- _Fragmento del texto_:
..............................
Llegó
junio y me pidió respuestas, pero me quedé afónico. Me tomé otra pastilla de verano
para calmar la garganta, tirado en la arena caliente al atardecer. Me alivió comprobar
que aún quedaban suficientes comprimidos en la caja como para permitirme cerrar
los ojos un día más y dejar la mente en blanco, disfrutando del sonido de las
olas.
Rubén
abrió la botella de sangría como siempre inventándose sus típicos brindis por
Europa o por la vida y Paula me contó de su próximo viaje a Vietnam, de sus
trescientas vacunas anti todo y de los gusanos fritos que se iba a comer a lo
Frank de la Jungla. Sonaba a lo lejos la música brasileña de Dani, que nos acompañó hasta que el sol decidió bajar el telón.
..............................
- _Tareas_:
1) Responde con datos del relato de la tarde en la playa:
(a) ¿Qué abrió Rubén?
(b) ¿A qué país va a viajar Paula?
(c) ¿De quién era la música brasileña que sonaba a lo lejos?
2) ¿Cómo sigue el relato de la tarde en la playa? Escribe la continuación a partir de su última frase.

- _Material proporcionado_:
..............................
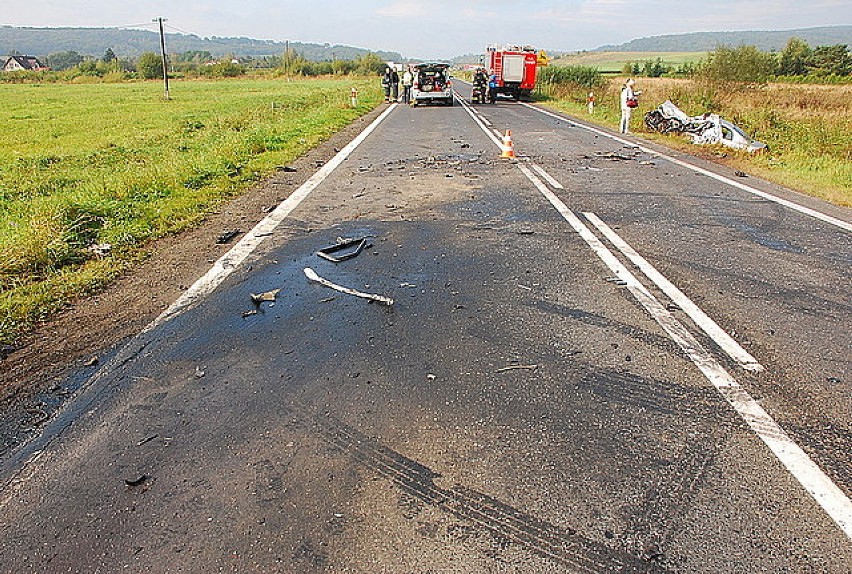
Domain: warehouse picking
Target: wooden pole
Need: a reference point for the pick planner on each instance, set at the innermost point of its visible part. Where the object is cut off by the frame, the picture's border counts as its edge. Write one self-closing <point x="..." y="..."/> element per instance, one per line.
<point x="165" y="63"/>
..............................
- _Respuestas por tarea_:
1)
(a) La botella de sangría.
(b) A Vietnam.
(c) De Dani.

2)
Algunos
de los chicos se iban de la ciudad en los próximos días y mi inconfundible amigo Jhon me pidió
que no me olvidase de pensar en el futuro, porque pronto llegaría la brisa de
septiembre y me cogería con lo puesto si no me espabilaba.
Así
que cuando dimos por concluida aquella reunión de soñadores por el mundo, me fui
a casa a morderme las uñas mientras escuchaba los audios de Carla poniéndome al día desde Suíza y las desventuras de mi Nuri por Irlanda. Y al tiempo que mi esfera social daba la vuelta al mundo, mis pies jugaron a refrescarse junto al
ventilador, a la espera de julio.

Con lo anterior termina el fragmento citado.